## WHAT YOU NEED TO DO
State how many lines of the items below contain the string "woman", treating uppercase and lowercase as distinct. Reply with the number alone.

***** LISTED RECORDS

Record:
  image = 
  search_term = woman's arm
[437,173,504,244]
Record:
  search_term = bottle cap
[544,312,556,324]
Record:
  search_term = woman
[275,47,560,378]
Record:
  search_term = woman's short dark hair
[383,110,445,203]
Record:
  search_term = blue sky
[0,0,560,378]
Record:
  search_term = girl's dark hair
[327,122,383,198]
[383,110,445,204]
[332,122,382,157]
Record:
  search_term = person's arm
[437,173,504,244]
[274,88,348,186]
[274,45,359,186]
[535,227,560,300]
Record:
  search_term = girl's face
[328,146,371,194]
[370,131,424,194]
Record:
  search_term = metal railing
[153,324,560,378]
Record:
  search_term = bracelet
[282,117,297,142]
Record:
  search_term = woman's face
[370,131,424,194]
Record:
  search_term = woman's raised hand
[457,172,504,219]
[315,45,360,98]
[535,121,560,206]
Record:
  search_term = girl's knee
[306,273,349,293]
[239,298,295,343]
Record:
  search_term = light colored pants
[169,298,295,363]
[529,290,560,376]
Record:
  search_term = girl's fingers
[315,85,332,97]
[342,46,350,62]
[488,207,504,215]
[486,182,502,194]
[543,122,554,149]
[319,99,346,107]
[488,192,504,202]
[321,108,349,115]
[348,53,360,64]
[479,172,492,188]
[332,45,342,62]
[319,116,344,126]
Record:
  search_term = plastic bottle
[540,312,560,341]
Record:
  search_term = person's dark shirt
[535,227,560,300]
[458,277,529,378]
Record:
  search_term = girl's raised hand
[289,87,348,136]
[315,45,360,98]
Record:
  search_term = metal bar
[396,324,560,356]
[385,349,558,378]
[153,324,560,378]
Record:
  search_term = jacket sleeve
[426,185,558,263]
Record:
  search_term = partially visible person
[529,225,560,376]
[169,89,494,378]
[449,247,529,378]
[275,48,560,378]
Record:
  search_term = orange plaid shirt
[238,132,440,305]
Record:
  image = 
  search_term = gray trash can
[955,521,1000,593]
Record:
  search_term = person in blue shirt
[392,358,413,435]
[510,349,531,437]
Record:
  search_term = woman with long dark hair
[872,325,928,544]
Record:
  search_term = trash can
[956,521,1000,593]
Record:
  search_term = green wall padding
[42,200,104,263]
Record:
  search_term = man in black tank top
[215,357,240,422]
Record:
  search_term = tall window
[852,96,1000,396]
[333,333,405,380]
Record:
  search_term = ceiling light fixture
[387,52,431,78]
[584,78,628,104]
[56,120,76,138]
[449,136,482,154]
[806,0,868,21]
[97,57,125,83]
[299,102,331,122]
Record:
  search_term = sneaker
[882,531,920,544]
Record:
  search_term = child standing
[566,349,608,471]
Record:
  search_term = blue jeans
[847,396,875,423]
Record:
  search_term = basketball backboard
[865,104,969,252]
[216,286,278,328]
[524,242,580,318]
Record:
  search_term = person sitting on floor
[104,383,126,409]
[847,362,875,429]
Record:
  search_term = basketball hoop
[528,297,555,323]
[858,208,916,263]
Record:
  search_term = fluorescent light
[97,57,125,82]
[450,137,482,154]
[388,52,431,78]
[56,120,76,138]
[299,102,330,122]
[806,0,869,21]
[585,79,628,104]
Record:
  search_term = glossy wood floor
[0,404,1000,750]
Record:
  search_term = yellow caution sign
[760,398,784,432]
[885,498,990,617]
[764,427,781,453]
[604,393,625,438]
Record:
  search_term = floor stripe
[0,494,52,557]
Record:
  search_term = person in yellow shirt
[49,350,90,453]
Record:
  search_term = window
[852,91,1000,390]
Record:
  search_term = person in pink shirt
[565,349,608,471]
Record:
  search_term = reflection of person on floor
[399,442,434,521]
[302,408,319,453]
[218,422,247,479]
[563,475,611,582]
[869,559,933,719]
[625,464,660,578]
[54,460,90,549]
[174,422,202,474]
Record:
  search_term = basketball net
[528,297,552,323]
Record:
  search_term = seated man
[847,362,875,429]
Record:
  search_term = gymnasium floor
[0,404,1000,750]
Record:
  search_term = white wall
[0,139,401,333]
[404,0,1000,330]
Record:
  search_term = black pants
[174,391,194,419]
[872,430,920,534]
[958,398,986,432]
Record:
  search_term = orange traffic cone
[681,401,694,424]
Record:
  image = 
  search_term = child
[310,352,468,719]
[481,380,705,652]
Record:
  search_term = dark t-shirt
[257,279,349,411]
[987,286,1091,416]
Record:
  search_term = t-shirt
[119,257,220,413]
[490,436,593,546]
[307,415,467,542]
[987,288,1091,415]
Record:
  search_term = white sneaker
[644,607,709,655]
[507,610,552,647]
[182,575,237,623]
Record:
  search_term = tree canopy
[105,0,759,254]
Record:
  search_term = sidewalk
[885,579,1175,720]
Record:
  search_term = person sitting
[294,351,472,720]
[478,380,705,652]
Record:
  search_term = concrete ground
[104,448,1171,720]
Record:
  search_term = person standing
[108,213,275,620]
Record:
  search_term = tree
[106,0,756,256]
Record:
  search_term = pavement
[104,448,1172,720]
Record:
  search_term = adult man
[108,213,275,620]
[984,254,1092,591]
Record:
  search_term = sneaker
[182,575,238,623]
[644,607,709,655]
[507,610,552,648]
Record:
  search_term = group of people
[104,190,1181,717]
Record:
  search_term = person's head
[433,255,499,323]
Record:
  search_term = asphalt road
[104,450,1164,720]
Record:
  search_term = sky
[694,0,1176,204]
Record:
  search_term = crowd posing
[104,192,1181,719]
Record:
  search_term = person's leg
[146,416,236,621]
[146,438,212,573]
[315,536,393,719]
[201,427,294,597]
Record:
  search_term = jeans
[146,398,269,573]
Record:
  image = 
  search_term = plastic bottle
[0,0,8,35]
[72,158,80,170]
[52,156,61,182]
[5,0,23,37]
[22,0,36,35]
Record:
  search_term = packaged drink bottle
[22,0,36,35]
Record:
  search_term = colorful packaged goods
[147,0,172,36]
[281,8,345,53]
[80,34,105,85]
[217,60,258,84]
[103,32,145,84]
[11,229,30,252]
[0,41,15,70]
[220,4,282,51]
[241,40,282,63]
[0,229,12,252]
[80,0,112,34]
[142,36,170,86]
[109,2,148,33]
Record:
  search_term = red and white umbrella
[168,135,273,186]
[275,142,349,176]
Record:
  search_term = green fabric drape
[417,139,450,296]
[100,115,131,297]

**********

## RESULT OF THIS EXERCISE
6